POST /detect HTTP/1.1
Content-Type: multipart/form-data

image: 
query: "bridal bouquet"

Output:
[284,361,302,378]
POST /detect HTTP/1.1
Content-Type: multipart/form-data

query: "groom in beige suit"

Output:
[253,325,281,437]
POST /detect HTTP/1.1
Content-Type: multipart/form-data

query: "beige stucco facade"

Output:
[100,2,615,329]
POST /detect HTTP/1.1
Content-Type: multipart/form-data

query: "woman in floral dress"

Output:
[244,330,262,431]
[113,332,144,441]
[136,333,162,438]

::::::::::

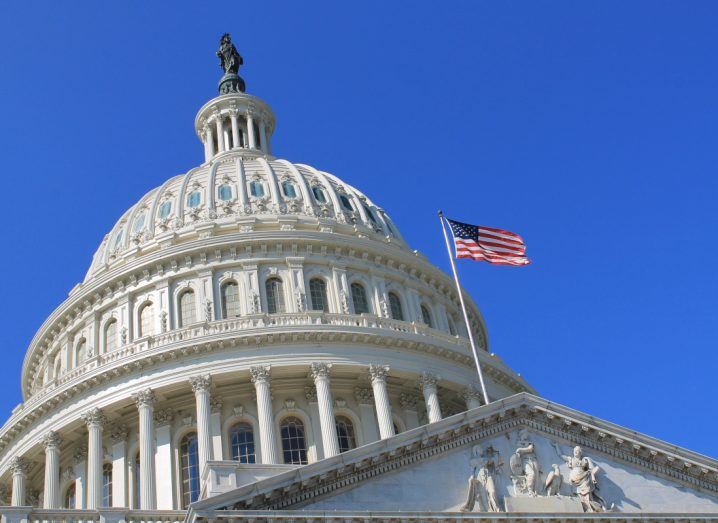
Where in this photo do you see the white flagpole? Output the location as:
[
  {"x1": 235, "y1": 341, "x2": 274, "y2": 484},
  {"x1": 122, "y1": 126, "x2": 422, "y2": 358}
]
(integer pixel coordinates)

::::::::::

**Aim:** Can you repeat, with no changes, everything in the material from the line containing "Where in this" down to the line containing "(integer pixel coordinates)", both of those lines included?

**Exercise output:**
Where in this photo do you see the white flagpole? Output the location as:
[
  {"x1": 235, "y1": 341, "x2": 274, "y2": 484},
  {"x1": 122, "y1": 126, "x2": 422, "y2": 358}
]
(integer pixel coordinates)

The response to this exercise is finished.